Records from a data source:
____________

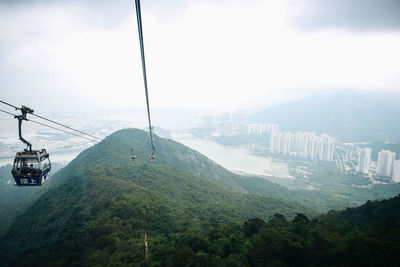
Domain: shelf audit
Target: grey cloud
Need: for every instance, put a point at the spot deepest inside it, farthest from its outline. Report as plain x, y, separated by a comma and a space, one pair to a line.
353, 15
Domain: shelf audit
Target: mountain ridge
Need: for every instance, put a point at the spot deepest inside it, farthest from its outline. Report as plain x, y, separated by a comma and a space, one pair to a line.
349, 115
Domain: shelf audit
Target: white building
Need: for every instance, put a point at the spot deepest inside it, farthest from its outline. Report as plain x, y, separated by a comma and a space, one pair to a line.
364, 158
208, 121
306, 145
386, 160
396, 171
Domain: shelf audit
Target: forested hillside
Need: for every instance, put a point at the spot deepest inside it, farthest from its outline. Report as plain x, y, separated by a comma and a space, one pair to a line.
364, 236
105, 203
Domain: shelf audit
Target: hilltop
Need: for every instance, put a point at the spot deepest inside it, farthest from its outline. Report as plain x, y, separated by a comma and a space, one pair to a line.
104, 202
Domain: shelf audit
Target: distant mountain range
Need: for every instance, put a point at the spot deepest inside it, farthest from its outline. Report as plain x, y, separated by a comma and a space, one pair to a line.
96, 210
349, 115
104, 202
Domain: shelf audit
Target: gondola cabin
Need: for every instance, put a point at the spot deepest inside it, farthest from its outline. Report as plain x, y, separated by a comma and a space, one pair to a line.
31, 167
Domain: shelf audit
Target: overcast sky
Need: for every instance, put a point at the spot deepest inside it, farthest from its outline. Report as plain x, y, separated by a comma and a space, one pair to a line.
218, 55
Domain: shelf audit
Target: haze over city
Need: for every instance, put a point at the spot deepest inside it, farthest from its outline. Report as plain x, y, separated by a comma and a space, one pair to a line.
201, 55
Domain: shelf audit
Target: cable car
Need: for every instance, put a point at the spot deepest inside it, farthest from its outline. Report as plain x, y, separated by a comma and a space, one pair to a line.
133, 156
31, 167
152, 157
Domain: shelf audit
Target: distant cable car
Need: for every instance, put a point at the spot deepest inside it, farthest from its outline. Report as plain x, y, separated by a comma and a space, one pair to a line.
31, 167
152, 157
133, 156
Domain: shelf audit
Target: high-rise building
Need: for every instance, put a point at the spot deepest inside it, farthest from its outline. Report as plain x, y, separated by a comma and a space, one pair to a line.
386, 160
306, 145
208, 121
396, 171
364, 157
229, 130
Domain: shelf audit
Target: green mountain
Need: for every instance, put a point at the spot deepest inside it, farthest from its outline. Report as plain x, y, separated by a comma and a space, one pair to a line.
351, 116
104, 203
365, 236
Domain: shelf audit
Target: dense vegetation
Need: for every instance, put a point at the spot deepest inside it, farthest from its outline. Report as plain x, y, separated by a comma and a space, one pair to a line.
365, 236
105, 202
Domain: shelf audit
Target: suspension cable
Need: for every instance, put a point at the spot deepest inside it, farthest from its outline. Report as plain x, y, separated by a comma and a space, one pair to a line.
5, 103
58, 129
7, 112
43, 118
140, 30
95, 137
49, 126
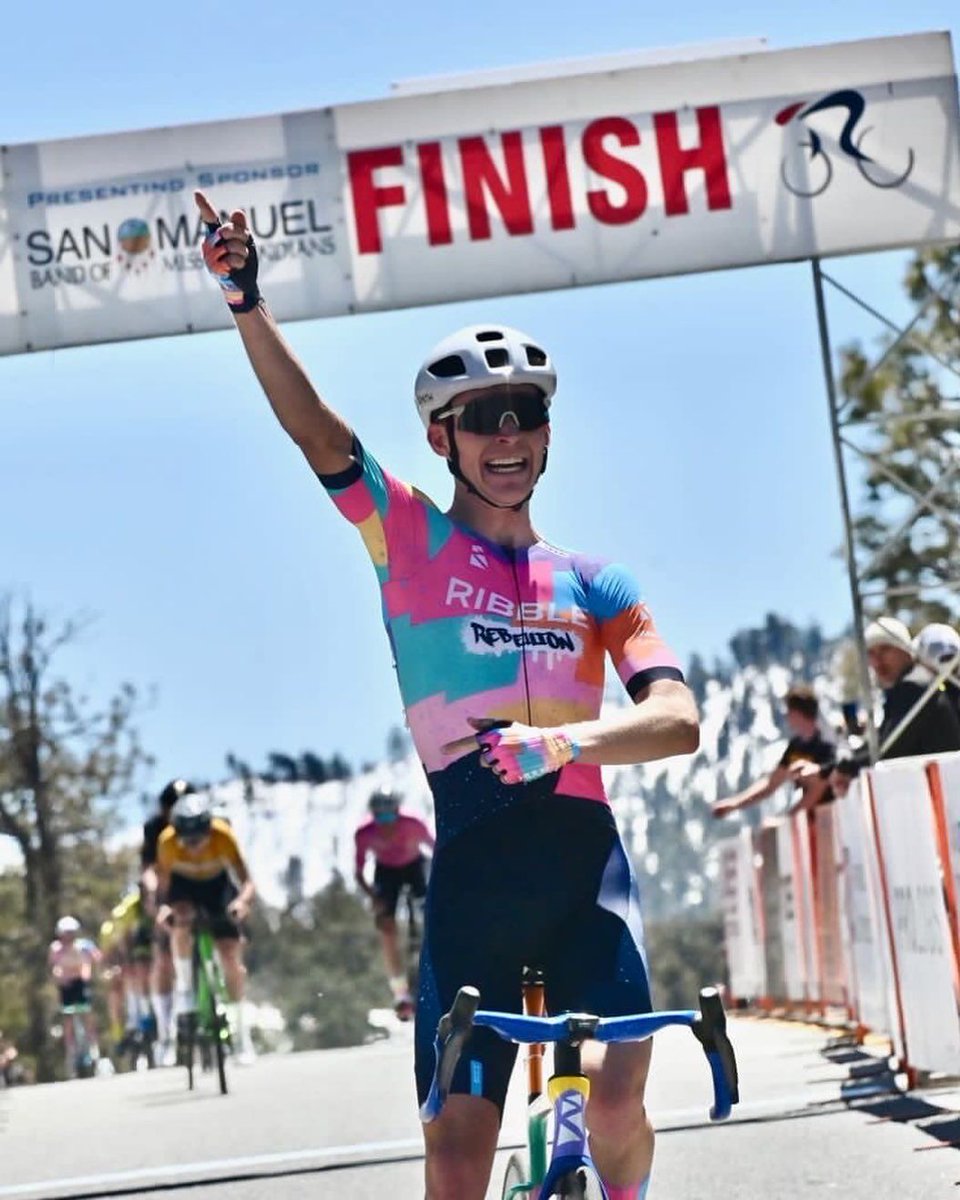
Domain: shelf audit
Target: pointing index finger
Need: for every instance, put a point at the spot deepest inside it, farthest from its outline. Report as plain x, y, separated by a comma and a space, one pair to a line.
208, 211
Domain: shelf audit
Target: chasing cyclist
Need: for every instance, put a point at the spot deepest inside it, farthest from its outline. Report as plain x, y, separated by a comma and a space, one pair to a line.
499, 640
126, 945
202, 870
396, 841
72, 960
161, 970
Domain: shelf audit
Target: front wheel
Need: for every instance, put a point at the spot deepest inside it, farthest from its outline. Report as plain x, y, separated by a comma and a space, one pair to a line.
579, 1185
516, 1179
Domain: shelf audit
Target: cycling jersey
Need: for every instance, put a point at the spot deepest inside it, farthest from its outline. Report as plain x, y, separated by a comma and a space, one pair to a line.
483, 630
393, 844
72, 959
525, 875
217, 855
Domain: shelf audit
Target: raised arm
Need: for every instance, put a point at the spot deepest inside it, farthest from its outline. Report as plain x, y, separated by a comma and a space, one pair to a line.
229, 252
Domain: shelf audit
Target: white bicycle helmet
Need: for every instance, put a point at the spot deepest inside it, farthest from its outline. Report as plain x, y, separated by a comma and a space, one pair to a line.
937, 643
480, 357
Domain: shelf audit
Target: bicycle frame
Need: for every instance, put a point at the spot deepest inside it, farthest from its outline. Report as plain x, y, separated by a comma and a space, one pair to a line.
569, 1087
82, 1059
213, 1029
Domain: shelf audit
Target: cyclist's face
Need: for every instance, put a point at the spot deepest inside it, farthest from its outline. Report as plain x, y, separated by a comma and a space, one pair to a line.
195, 841
504, 465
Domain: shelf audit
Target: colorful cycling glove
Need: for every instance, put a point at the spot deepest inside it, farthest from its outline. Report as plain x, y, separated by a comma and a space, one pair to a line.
519, 754
239, 286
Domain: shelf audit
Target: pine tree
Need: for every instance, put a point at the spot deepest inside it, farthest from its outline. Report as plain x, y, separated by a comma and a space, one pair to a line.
910, 402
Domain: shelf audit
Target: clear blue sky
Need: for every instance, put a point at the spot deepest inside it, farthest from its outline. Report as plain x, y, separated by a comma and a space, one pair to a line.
147, 484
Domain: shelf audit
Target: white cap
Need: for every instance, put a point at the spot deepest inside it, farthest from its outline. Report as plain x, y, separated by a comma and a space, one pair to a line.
888, 631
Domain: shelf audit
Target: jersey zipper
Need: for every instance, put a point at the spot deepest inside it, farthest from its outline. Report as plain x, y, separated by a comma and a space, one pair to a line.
513, 553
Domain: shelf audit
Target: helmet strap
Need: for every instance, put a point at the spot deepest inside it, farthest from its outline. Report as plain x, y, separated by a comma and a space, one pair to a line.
453, 465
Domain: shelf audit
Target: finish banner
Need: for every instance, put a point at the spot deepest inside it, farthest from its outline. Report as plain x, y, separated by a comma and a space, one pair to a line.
652, 171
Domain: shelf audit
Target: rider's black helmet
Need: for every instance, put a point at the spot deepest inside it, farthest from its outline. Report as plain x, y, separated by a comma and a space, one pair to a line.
383, 802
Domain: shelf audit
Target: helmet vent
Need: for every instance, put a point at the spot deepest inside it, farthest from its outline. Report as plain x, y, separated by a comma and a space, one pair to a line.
449, 367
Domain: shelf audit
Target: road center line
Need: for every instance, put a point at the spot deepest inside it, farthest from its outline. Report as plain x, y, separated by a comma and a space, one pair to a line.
318, 1153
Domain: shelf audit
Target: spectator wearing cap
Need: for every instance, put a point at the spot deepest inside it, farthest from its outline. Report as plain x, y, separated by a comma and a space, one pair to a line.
934, 727
937, 647
805, 761
909, 690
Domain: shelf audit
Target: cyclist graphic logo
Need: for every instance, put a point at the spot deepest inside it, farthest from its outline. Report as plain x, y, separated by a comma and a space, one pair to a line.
807, 169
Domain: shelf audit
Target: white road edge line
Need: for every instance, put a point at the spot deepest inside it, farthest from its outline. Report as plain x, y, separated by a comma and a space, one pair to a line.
157, 1174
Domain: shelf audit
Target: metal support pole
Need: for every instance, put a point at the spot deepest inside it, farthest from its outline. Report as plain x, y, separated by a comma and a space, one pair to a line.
841, 483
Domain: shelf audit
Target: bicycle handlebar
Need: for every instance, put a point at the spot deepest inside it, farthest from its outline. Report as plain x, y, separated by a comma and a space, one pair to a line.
708, 1026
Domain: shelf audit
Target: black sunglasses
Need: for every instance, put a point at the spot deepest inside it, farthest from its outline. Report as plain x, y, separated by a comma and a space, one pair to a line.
486, 414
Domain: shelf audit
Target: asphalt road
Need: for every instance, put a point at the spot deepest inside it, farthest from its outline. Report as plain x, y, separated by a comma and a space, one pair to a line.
343, 1123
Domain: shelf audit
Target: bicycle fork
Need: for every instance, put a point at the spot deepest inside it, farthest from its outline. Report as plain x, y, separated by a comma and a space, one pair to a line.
569, 1091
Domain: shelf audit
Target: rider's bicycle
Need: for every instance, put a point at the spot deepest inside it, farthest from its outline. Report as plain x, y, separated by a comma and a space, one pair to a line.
205, 1035
570, 1173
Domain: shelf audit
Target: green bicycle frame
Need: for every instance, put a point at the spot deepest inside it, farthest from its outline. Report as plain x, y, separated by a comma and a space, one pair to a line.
211, 989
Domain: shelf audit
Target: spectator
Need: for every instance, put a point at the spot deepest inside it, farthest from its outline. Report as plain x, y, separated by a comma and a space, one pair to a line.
802, 762
934, 725
10, 1069
937, 646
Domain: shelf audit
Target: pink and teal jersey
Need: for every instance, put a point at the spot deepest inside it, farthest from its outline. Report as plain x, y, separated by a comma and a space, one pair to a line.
487, 631
395, 844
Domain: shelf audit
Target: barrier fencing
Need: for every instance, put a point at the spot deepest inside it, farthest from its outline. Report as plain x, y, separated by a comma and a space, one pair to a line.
850, 912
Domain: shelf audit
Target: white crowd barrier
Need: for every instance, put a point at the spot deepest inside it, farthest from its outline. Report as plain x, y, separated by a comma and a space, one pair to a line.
851, 910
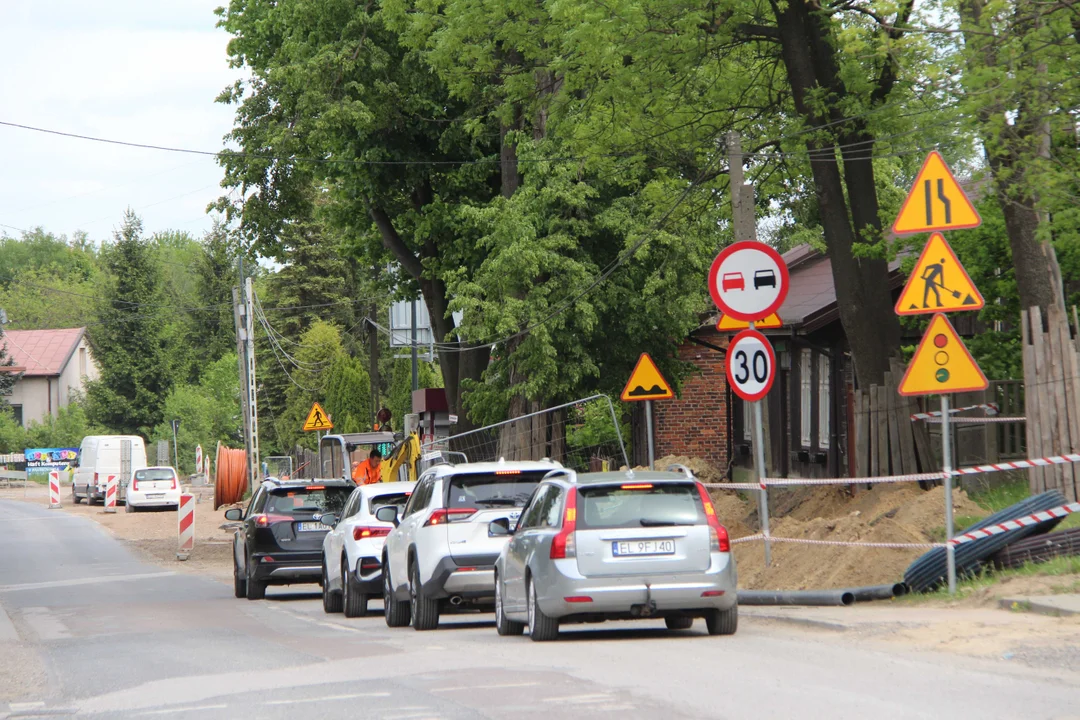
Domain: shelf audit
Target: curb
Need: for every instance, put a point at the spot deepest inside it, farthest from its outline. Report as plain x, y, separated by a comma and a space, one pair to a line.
1039, 606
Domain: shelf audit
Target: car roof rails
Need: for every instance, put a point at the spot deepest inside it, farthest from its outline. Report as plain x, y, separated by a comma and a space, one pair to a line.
676, 467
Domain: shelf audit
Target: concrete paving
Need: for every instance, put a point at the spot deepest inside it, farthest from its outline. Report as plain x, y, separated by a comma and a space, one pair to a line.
1045, 605
115, 637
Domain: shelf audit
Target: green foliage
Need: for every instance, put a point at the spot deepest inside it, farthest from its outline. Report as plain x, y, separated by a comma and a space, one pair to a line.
130, 342
208, 412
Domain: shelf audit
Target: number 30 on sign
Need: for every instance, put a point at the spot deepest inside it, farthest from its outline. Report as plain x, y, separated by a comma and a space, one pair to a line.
751, 365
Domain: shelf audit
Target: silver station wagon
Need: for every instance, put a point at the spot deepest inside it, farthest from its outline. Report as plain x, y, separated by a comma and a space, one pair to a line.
596, 546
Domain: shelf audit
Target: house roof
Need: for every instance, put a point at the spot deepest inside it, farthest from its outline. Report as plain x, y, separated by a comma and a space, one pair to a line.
42, 352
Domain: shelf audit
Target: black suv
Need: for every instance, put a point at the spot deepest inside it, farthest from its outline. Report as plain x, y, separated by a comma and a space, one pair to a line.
281, 541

____________

### Task prompt
List every line of the material above that contains the word "roof".

### Written answer
Target: car roof rails
Target: house roof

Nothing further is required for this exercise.